# GOAL OF THE EXERCISE:
Render every line of the rows below as a JSON list of strings, one string per line, omitting blank lines.

** begin **

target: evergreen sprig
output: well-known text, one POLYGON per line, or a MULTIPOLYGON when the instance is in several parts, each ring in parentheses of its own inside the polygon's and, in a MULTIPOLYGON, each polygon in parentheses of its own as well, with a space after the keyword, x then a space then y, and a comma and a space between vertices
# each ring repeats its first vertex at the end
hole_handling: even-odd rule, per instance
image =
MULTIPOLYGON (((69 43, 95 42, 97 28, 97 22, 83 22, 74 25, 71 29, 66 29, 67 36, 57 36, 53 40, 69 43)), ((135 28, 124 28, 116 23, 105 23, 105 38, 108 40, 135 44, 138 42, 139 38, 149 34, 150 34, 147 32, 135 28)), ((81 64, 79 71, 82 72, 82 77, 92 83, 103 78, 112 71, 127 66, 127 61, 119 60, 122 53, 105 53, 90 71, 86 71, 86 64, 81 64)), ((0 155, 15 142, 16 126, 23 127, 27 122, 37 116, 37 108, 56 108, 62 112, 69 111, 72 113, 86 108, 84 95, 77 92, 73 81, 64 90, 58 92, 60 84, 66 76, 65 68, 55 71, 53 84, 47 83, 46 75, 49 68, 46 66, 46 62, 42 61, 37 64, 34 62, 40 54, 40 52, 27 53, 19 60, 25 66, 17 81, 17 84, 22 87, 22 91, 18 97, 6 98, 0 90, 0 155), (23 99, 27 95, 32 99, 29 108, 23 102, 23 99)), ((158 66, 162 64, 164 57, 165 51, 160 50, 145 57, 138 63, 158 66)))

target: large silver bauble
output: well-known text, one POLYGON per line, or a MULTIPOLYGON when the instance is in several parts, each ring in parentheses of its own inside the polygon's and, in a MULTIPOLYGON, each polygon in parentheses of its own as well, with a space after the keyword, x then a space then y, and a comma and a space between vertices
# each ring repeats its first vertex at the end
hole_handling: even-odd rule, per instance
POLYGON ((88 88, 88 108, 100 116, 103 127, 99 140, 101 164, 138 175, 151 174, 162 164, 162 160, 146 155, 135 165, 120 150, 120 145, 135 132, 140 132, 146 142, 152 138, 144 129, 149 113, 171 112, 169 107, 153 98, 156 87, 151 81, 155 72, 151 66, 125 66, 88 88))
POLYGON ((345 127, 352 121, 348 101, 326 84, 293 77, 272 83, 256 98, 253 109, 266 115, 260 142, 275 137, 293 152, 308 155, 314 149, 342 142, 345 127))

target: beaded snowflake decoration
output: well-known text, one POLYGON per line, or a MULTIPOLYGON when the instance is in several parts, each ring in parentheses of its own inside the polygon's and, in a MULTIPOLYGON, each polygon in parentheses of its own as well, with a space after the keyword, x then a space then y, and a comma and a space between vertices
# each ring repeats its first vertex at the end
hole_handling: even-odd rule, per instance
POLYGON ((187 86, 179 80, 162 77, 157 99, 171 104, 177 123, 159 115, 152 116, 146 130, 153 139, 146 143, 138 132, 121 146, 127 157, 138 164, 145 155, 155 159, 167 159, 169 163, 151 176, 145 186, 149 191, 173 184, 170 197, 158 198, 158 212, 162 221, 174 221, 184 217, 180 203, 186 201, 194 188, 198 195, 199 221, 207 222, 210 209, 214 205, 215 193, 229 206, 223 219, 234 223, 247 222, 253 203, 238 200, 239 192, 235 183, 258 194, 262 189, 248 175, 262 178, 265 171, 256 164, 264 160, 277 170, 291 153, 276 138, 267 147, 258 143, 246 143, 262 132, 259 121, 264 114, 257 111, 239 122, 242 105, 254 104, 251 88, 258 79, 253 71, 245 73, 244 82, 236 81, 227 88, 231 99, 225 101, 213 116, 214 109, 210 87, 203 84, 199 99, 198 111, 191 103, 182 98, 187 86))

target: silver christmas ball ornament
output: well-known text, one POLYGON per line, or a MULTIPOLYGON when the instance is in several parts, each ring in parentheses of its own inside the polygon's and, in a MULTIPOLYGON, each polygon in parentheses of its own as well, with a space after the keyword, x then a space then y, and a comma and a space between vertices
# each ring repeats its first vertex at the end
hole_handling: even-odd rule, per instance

** end **

# SOLUTION TO THE EXERCISE:
[
  "target: evergreen sprig",
  "output: well-known text, one POLYGON per line, or a MULTIPOLYGON when the instance is in several parts, each ring in parentheses of its own inside the polygon's and, in a MULTIPOLYGON, each polygon in parentheses of its own as well, with a space after the keyword, x then a space then y, and a comma and a space between vertices",
  "# each ring repeats its first vertex at the end",
  "hole_handling: even-odd rule, per instance",
  "image =",
  "MULTIPOLYGON (((69 43, 95 42, 97 28, 97 22, 83 22, 74 25, 71 29, 66 29, 67 36, 57 36, 53 40, 69 43)), ((135 28, 124 28, 116 23, 105 23, 105 38, 108 40, 135 44, 138 42, 139 38, 149 34, 150 34, 147 32, 135 28)), ((81 64, 79 71, 82 72, 82 77, 92 83, 103 78, 112 71, 127 66, 127 61, 119 60, 122 53, 105 53, 90 71, 86 71, 86 64, 81 64)), ((0 155, 15 142, 16 126, 23 127, 27 122, 37 116, 37 108, 56 108, 62 112, 69 111, 72 113, 86 108, 84 95, 77 92, 73 81, 64 90, 58 92, 60 84, 66 76, 65 68, 55 71, 53 84, 47 83, 46 75, 49 68, 46 66, 46 62, 42 61, 37 64, 34 62, 40 54, 40 52, 27 53, 19 60, 25 66, 17 81, 17 84, 22 87, 22 91, 18 97, 6 98, 0 90, 0 155), (23 99, 27 95, 32 99, 29 108, 23 102, 23 99)), ((158 66, 162 64, 164 57, 165 51, 160 50, 145 57, 138 63, 158 66)))",
  "target: large silver bauble",
  "output: well-known text, one POLYGON per line, or a MULTIPOLYGON when the instance is in several parts, each ring in parentheses of its own inside the polygon's and, in a MULTIPOLYGON, each polygon in parentheses of its own as well, with a space after the keyword, x then a space then y, and a comma and a space between vertices",
  "# each ring repeats its first vertex at the end",
  "hole_handling: even-odd rule, per instance",
  "POLYGON ((88 88, 88 108, 100 116, 103 127, 99 140, 101 164, 138 175, 151 174, 162 164, 162 160, 146 155, 135 165, 120 150, 120 145, 135 132, 140 132, 146 142, 152 138, 144 129, 149 113, 171 112, 169 107, 153 98, 156 87, 151 81, 155 72, 151 66, 125 66, 88 88))",
  "POLYGON ((345 127, 352 121, 348 101, 326 84, 293 77, 272 83, 256 98, 253 109, 266 115, 260 142, 275 137, 293 152, 308 155, 314 149, 342 142, 345 127))",
  "target: beaded snowflake decoration",
  "output: well-known text, one POLYGON per line, or a MULTIPOLYGON when the instance is in several parts, each ring in parentheses of its own inside the polygon's and, in a MULTIPOLYGON, each polygon in parentheses of its own as well, with a space after the keyword, x then a space then y, and a comma and a space between vertices",
  "# each ring repeats its first vertex at the end",
  "hole_handling: even-odd rule, per instance",
  "POLYGON ((187 86, 179 80, 162 77, 157 99, 171 104, 177 123, 159 115, 152 116, 146 130, 153 139, 146 143, 138 132, 121 146, 127 157, 138 164, 145 155, 155 159, 167 159, 169 163, 151 176, 145 186, 149 191, 173 184, 170 197, 158 198, 158 212, 162 221, 174 221, 184 217, 180 203, 186 201, 194 188, 198 195, 199 221, 207 222, 210 209, 214 205, 215 193, 229 206, 223 219, 234 223, 247 222, 253 203, 238 200, 239 192, 235 183, 258 194, 262 189, 248 175, 262 178, 265 171, 256 164, 264 160, 277 170, 291 153, 276 138, 267 147, 258 143, 246 143, 262 132, 259 121, 264 114, 257 111, 239 122, 242 105, 254 104, 251 88, 258 79, 253 71, 245 73, 244 82, 236 81, 227 88, 231 99, 225 101, 213 116, 214 109, 210 87, 203 84, 199 99, 198 111, 191 103, 182 98, 187 86))",
  "target: silver christmas ball ornament",
  "output: well-known text, one POLYGON per line, or a MULTIPOLYGON when the instance is in several parts, each ring in parentheses of its own inside the polygon's and, in a MULTIPOLYGON, each polygon in parentheses of its own as well, with a space after the keyword, x then a space then y, and a comma and a space between vertices",
  "# each ring repeats its first vertex at the end",
  "hole_handling: even-odd rule, per instance"
]